▶ [DATASET ENTRIES]:

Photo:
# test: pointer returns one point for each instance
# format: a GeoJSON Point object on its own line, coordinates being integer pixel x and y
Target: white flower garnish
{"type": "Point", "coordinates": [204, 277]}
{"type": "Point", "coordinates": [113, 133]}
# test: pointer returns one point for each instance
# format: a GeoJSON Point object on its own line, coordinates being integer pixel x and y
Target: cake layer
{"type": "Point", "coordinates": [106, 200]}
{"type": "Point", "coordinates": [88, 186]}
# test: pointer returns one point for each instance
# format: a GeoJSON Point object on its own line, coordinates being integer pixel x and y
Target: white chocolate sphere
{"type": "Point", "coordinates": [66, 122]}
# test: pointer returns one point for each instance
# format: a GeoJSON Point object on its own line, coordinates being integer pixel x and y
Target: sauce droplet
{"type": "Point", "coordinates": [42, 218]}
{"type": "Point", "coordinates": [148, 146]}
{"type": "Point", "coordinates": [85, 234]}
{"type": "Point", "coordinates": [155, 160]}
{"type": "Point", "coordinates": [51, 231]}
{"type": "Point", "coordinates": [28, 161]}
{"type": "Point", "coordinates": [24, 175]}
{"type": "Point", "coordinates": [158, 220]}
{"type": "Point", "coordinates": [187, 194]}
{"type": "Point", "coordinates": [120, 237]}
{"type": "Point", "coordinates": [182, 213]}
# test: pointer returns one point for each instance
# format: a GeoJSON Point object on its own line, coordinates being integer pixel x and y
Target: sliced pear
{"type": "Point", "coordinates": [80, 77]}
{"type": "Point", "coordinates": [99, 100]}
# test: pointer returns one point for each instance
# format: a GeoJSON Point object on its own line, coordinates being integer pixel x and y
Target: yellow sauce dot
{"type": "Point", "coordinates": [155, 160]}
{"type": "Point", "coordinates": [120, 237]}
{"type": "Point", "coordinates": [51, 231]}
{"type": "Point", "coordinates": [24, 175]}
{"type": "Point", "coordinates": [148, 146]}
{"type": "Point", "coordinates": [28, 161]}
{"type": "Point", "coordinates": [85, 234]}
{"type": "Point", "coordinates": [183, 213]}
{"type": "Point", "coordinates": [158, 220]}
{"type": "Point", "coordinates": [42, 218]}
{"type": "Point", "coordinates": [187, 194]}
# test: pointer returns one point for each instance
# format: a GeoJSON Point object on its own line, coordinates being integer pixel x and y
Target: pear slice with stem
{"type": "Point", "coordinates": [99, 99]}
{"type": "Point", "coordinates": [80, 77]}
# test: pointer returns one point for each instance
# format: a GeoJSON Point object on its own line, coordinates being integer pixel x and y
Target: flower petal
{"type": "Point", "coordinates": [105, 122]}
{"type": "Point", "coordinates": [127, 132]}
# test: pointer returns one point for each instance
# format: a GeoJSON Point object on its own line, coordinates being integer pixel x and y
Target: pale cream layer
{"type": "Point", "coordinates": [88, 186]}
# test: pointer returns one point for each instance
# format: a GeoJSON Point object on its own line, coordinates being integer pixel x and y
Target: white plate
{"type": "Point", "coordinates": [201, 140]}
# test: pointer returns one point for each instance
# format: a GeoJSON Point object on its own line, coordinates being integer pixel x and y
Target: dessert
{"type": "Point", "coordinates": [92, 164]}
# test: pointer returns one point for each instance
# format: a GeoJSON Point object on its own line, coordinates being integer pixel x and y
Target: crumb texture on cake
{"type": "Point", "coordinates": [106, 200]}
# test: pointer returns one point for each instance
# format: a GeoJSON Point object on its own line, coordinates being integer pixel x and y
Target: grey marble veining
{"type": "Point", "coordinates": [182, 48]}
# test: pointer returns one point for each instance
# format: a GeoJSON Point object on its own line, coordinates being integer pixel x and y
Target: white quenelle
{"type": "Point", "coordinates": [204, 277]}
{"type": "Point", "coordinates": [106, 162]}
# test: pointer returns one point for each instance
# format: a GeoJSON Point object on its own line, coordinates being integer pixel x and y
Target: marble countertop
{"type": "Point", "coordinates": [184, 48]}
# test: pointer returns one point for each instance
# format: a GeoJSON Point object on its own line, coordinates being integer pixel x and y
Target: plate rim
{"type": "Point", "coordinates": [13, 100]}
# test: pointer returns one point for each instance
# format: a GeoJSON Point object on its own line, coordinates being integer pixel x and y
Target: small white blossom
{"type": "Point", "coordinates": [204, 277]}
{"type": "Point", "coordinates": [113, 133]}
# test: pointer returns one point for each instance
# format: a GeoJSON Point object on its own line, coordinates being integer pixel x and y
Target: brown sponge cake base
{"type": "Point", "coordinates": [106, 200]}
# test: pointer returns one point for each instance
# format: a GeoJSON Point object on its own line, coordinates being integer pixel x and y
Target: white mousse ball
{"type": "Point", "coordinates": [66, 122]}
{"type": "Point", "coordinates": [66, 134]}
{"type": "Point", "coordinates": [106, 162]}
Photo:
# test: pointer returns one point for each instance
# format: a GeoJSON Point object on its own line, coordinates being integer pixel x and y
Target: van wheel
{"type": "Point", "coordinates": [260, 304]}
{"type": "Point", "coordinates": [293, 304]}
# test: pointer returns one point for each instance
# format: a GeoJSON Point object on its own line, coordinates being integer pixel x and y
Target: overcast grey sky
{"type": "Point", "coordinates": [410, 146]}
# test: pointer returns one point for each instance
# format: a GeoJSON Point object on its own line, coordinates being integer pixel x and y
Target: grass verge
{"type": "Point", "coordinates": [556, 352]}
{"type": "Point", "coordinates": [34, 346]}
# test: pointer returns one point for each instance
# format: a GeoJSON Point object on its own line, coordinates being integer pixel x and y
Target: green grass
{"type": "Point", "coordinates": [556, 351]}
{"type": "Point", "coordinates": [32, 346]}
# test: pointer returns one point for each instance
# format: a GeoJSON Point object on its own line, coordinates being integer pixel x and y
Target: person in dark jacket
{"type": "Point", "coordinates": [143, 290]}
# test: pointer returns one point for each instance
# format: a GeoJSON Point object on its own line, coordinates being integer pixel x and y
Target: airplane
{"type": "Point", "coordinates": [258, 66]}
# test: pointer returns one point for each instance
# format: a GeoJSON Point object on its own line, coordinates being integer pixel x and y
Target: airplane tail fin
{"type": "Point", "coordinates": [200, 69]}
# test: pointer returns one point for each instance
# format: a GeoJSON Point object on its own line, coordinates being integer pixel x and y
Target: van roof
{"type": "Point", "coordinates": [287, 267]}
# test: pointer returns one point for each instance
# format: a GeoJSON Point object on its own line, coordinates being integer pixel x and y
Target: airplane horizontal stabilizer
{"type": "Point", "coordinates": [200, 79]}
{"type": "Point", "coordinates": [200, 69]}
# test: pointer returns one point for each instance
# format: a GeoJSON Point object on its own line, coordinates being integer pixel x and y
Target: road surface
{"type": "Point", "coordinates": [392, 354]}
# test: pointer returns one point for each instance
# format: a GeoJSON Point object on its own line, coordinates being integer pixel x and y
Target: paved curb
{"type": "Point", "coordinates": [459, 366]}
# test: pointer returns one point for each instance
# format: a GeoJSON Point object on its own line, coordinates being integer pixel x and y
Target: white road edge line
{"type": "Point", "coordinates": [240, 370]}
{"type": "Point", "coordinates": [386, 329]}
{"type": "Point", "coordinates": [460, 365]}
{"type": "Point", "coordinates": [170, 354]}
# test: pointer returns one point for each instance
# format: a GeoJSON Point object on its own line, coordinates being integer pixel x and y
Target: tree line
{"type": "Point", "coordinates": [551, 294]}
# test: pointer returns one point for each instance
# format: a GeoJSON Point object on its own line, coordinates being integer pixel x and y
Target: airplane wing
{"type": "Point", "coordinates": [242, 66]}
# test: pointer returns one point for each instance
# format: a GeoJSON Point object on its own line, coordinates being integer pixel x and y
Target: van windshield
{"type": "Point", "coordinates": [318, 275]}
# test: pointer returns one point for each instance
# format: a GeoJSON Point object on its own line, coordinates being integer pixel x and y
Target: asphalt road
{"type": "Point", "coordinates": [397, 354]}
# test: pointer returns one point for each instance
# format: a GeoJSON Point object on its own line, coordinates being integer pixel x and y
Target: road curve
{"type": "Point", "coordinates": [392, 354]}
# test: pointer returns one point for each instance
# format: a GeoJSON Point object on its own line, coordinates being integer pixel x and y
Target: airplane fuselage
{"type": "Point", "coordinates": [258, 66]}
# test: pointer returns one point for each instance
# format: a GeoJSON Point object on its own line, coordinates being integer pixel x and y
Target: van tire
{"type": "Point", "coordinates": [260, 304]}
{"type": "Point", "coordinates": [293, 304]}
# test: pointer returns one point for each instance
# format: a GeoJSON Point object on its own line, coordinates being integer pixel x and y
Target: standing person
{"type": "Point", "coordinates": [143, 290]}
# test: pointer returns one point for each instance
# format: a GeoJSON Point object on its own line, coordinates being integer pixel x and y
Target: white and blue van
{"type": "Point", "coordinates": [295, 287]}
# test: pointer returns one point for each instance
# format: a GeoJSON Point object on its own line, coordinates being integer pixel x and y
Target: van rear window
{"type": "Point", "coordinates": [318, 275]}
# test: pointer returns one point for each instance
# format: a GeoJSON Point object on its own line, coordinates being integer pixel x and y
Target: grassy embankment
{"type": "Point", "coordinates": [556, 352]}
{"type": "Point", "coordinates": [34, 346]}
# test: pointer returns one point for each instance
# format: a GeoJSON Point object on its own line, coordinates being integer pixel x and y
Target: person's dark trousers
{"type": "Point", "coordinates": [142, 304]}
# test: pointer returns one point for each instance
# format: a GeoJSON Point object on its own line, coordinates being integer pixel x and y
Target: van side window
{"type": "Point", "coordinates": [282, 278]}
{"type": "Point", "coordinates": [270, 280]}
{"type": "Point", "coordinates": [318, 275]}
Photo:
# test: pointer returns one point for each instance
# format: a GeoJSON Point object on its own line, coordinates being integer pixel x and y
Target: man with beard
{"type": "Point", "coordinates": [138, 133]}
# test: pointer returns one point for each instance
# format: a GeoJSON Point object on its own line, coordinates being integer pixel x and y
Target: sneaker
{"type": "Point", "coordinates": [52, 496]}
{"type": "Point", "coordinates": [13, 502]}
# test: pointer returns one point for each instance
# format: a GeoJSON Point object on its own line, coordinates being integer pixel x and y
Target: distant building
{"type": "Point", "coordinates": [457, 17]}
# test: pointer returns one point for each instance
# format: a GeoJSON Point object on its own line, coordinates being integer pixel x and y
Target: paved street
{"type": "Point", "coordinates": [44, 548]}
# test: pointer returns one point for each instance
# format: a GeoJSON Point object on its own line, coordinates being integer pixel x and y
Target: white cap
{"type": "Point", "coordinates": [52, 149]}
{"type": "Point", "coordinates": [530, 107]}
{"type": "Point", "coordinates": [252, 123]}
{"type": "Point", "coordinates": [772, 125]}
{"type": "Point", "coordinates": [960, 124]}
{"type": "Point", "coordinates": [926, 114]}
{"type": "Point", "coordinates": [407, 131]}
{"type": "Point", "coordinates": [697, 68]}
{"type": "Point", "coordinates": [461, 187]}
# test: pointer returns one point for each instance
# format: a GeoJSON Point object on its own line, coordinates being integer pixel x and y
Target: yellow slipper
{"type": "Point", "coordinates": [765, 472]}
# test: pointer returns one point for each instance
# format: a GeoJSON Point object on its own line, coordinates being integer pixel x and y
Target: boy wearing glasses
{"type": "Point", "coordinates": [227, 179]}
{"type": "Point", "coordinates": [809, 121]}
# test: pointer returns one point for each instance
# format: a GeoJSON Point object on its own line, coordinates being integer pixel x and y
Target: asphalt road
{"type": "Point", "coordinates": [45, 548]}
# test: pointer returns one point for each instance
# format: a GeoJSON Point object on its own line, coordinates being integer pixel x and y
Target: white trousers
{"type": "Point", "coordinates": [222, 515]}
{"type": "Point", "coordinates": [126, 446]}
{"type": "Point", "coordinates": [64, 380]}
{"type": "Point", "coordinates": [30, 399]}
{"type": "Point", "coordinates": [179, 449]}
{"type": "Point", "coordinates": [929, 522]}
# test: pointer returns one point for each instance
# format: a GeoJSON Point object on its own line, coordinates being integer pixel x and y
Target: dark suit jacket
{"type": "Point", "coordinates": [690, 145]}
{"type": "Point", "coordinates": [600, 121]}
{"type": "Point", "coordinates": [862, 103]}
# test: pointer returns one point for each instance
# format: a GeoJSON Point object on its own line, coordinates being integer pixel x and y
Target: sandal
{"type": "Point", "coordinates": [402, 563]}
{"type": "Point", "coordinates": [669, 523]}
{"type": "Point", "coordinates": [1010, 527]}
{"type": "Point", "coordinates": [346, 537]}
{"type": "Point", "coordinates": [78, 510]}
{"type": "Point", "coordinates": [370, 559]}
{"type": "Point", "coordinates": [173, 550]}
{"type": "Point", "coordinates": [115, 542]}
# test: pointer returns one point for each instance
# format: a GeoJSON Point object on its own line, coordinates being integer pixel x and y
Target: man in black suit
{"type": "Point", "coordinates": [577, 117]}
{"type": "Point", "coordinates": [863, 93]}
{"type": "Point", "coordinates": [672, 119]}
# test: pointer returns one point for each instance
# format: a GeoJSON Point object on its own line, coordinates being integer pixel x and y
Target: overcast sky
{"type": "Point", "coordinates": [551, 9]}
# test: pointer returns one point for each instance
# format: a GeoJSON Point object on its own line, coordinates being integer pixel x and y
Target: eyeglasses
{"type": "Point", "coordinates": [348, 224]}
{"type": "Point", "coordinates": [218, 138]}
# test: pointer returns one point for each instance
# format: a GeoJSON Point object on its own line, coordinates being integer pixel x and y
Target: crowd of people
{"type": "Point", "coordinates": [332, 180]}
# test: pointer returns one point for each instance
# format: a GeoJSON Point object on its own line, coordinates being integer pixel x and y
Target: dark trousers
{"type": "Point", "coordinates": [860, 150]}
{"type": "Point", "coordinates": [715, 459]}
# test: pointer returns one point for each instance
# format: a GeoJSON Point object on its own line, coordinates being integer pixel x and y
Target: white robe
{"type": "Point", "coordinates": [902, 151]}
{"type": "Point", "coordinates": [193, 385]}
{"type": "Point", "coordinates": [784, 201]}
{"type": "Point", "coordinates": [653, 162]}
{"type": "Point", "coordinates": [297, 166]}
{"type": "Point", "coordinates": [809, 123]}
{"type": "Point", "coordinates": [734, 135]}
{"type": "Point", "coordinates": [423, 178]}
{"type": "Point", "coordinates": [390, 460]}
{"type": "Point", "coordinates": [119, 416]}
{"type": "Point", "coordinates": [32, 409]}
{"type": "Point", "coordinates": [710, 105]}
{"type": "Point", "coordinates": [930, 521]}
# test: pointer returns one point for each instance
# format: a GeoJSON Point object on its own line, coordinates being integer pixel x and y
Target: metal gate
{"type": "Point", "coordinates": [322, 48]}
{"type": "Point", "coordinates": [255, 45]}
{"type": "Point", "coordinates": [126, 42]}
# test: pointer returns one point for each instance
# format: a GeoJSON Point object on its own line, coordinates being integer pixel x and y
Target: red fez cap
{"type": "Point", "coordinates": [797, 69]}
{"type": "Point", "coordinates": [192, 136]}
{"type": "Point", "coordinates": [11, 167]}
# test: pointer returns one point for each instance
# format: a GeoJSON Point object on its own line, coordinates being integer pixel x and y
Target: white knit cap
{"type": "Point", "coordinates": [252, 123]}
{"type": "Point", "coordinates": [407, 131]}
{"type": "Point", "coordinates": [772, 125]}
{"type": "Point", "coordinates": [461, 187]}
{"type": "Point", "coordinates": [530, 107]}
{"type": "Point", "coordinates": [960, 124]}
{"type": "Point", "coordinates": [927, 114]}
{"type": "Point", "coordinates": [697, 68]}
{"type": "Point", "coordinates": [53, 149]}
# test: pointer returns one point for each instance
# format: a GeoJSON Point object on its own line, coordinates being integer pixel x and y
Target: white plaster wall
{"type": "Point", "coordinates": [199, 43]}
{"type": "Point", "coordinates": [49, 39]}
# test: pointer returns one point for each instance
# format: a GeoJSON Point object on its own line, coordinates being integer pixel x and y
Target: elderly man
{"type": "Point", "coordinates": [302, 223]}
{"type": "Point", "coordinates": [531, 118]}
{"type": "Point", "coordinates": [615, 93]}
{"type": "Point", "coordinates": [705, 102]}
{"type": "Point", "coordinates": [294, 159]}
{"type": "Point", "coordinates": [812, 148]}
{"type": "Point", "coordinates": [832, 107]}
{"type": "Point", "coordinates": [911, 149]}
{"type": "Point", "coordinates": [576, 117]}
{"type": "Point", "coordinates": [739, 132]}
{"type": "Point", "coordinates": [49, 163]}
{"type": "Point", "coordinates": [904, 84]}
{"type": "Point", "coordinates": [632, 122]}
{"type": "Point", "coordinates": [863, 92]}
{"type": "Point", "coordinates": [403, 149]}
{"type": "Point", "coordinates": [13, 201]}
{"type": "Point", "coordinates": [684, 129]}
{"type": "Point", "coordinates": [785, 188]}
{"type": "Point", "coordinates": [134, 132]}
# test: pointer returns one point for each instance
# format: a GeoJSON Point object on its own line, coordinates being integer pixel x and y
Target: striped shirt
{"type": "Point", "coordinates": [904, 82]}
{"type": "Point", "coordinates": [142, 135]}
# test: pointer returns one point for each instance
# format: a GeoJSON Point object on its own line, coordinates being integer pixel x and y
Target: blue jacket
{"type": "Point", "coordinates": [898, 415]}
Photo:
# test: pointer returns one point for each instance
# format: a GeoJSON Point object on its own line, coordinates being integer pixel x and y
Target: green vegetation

▶ [SET PROBLEM]: Pull out each line of the items above that contains the string "pear" and copy those lines. Treat the match as case-sensitive.

▶ [FINISHED EXERCISE]:
Target: sliced pear
Target: pear slice with stem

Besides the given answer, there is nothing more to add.